(Dataset records)
━━━━━━━━━━

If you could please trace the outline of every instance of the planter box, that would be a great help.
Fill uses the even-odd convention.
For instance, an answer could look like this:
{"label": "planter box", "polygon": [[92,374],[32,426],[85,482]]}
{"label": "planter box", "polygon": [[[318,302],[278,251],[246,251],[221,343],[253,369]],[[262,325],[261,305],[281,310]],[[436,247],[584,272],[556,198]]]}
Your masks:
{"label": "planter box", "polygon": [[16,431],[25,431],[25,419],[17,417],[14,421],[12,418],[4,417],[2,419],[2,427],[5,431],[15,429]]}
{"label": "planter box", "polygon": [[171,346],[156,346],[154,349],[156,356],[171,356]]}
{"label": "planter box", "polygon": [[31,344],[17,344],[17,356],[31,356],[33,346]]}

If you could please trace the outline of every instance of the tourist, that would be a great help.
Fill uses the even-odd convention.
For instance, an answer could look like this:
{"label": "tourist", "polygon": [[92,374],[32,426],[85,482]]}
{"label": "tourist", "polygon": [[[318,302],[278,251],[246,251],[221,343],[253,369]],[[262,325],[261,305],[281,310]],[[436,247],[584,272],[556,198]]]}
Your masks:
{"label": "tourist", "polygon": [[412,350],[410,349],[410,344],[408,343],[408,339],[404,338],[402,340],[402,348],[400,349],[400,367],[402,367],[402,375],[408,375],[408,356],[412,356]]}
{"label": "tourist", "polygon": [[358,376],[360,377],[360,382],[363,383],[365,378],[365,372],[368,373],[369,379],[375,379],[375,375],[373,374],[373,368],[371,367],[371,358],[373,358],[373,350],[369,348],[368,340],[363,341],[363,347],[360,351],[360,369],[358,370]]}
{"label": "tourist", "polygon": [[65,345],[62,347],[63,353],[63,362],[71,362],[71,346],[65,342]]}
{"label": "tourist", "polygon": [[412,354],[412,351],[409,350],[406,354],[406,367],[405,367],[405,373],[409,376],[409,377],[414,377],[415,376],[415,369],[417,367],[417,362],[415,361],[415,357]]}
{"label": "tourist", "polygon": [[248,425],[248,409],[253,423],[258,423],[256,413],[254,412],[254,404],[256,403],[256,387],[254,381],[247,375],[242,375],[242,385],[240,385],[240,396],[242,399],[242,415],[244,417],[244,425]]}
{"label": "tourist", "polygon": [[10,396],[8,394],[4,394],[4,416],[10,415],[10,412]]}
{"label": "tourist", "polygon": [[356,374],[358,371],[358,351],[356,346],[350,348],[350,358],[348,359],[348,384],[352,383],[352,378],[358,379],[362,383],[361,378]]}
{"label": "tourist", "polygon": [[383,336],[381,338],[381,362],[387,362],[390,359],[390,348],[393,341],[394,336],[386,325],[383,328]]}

━━━━━━━━━━

- **REQUIRED ACTION**:
The answer must be every line of the data that holds the word "trace".

- **ANSWER FOR THE TASK**:
If you could please trace the outline of every instance of the planter box, that would be a great help.
If you could please trace the outline of every instance of the tourist, that would be a great help.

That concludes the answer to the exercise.